═════ EXTRACT ═════
My empirical analysis, and some interesting graphics, after the jump.
At first blush, the chart below, which I put together from data in my files, supports the Chief Justice's claim of a widening disparity between federal judges and prestigious jobs in the private sector. (click to enlarge.)
Sources: The American Lawyer, The Lawyer's Almanac
Yet, is corporate CLO and Am Law 50 partner the proper reference group? On the one hand, Chief Justice Roberts was a partner at Hogan & Hartson (Am Law #21 in 2003) before joining the D.C. Circuit. And last year Judge Luttig departed for Boeing. Presumably, many federal judges have the credentials for these high paying jobs.
But over the last twenty years, the earnings of the prototypical median law firm partner (25-29 years out of law school) have not grown nearly as fast. Consider this chart: (click to enlarge.)
In 1985, the salary of a U.S. Circuit Court Judge was $80,400. See Lawyer's Almanac, 759-65 (1986). Inserting this figure into the data for the above chart, the change in earnings index between 1985 and 2003 for a U.S. Circuit Court Judge ($80,400 to $164,000; 100 to 204) is slightly higher than the increase for the median law firm partner in his or her 25 to 29th year ($156,368 to $291,682; 100 to 187). The index for the median entering associate was 201 ($36,000 to $72,500). The CPI changed during the same period from 100 to 171, so the salaries of all three groups increased in real dollars.
Moreover, as this report documents, federal judges typically make much higher salaries than their state court counterparts. So, unless it takes a lot more brain power to be a federal judge, it appears that we also have several dozen "constitutional cris[es]" at the state level.
So the "problem" of judicial pay really hinges on the reference group. Federal judges and most law firm partners and associates have beat inflation by a modest amount, but CLO's and Am Law 50 partners have done much better.
Perhaps it is not surprising that federal judges want to be benchmarked against the highest paid practitioners. But an issue that deserves equal attention is the eroding earning power of solo and small firm practitioners, most of whom would be thrilled with the pay, benefits, and security of being a federal judge.
In Chicago Lawyers (1982), Jack Heinz and Edward Laumann noted that "[h]istorically, the gap between the earnings of the highest and lowest paid practitioners is larger in the legal profession than in any of the other professions." When they replicated their study twenty years latter, structural changes in the market for legal services had widened this gap. Big law firm partners enjoyed large pay increases. But the earnings of most lawyers were remarkably flat. Here are some startling statistics culled from Urban Lawyers [aka Chicago Lawyers II] (2005):
- In 1975, the median income of a solo practitioner in the Chicago sample was $99,159 (in 1995 dollars). By 1995, this figure had plummeted to $55,000.
- In 1975, only 2 percent of the solo practitioners were working a second job compared to 32 percent in 1995.
The issue of low lawyer pay is not confined to solo practitioners in Chicago. In Indiana (Chief Justice Robert's home state) in 2002, 74.9% of lawyers in practice practice made less than $125,000 per year. See Report on 2003 Membership Survey, RES GESTAE (Jan/Feb 2004), at 9. Arguably, this low level of pay poses a "direct threat to [lawyer] independence" vis-a-vis clients.
Under the current federal pay scale, district and appellate judges working in large metropolitan areas will likely live in smaller homes or endure longer commutes. And the Judge's kids may have to apply for loans to pay for college or law school, including federal Stafford loans, which are the lifeblood of higher education. In other words, their problems will be more like 98% of the American electorate, albeit still very much at the high end.
Why is this a "constitutional crisis"? Some of us might call it "sensible policy."
═════ DATA FOR REVIEW ═════
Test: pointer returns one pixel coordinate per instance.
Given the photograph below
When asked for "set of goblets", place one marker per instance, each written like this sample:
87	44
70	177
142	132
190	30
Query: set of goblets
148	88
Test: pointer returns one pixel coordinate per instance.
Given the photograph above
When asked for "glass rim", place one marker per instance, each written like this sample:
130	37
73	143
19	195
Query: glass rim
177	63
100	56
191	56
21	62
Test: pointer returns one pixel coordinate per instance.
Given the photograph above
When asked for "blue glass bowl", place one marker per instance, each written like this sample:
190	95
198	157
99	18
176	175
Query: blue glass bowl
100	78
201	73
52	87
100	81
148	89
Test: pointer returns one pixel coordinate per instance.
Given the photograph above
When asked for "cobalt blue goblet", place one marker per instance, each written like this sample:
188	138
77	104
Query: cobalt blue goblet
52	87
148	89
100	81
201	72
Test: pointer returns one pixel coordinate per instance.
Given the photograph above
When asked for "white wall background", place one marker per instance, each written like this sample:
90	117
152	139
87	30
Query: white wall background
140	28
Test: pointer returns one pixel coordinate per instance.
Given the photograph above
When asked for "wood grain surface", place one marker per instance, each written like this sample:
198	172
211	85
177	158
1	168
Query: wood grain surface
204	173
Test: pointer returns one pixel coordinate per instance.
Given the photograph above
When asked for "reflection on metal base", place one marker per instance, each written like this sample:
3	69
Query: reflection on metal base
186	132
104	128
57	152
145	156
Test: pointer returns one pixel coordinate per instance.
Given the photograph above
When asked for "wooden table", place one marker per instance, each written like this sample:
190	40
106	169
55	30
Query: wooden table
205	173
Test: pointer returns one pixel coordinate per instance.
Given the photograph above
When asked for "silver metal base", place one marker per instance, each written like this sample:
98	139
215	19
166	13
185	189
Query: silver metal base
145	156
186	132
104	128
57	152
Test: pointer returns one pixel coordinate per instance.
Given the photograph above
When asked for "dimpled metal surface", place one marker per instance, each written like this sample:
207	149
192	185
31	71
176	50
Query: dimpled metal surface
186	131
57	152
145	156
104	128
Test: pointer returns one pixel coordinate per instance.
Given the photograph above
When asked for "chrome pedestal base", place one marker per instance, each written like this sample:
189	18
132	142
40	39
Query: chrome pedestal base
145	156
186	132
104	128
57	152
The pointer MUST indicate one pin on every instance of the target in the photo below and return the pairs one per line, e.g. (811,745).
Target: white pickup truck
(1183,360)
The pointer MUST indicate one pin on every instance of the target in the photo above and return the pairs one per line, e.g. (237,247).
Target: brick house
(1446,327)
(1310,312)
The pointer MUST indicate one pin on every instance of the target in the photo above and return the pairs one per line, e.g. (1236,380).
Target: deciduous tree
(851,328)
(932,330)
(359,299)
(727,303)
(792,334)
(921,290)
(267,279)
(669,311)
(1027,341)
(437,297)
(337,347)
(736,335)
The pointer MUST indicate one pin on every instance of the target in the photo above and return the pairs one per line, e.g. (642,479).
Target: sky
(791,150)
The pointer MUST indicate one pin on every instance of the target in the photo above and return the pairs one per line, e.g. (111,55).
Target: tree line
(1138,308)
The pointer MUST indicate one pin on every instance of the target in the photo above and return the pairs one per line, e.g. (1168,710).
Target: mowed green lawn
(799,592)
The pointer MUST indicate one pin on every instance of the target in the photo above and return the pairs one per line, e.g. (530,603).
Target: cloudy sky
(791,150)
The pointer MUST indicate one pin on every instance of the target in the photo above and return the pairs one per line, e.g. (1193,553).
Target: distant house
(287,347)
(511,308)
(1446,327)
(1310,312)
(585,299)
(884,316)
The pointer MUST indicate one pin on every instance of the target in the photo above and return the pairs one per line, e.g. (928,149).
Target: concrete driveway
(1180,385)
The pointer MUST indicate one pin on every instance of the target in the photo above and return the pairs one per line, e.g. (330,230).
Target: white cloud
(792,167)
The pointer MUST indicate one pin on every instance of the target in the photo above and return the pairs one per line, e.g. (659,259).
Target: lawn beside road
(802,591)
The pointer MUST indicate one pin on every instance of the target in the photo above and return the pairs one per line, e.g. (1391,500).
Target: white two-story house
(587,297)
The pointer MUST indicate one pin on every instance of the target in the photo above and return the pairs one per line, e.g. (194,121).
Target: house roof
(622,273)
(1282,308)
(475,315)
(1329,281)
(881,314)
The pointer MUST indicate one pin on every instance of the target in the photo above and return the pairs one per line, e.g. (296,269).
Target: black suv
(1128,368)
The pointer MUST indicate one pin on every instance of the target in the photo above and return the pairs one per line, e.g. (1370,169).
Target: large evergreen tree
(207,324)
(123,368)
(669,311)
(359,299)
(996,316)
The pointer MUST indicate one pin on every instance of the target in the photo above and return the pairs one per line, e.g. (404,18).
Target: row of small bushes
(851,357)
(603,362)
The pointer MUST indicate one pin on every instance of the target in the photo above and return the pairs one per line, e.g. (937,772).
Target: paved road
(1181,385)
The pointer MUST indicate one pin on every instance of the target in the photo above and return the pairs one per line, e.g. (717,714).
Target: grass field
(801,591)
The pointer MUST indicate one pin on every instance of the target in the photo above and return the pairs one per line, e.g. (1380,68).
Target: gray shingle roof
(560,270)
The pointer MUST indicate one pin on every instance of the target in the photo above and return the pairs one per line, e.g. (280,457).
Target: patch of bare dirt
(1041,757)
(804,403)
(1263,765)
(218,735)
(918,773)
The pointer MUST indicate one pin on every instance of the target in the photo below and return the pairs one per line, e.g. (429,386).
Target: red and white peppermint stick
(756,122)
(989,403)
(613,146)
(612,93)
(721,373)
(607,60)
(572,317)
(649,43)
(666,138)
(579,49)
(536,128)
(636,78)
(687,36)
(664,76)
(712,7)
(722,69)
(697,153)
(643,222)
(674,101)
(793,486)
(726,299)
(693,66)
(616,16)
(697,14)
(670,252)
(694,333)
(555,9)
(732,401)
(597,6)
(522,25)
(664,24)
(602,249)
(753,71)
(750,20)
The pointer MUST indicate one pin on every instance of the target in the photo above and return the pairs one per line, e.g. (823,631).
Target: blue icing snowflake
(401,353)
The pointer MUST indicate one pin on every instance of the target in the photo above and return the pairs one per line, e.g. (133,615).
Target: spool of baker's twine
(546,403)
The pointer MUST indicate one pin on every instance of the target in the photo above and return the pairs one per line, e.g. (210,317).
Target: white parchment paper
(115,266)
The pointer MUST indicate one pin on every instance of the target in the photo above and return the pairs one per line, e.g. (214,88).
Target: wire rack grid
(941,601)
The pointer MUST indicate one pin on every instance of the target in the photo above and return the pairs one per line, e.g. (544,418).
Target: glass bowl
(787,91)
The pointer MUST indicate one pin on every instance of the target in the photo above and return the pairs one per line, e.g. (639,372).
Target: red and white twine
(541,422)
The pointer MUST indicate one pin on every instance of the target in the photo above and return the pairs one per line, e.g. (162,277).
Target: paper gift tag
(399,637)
═════
### WHAT TO DO
1/ Answer these questions about the judicial pay text:
(a) What was the salary of a U.S. Circuit Court Judge in 1985?
(b) In 1975, what percentage of solo practitioners in the Chicago sample worked a second job?
(c) In Indiana in 2002, what percentage of lawyers in practice made less than $125,000 per year?
2/ Please update the passage of the judicial pay text that opens with the words "Sources: The American" and closes with "high paying jobs.", changing "Boeing" to "Lockheed Martin".

### RESPONSES FOR EACH TASK
1/
(a) $80,400
(b) 2 percent
(c) 74.9%

2/
Sources: The American Lawyer, The Lawyer's Almanac
Yet, is corporate CLO and Am Law 50 partner the proper reference group? On the one hand, Chief Justice Roberts was a partner at Hogan & Hartson (Am Law #21 in 2003) before joining the D.C. Circuit. And last year Judge Luttig departed for Lockheed Martin. Presumably, many federal judges have the credentials for these high paying jobs.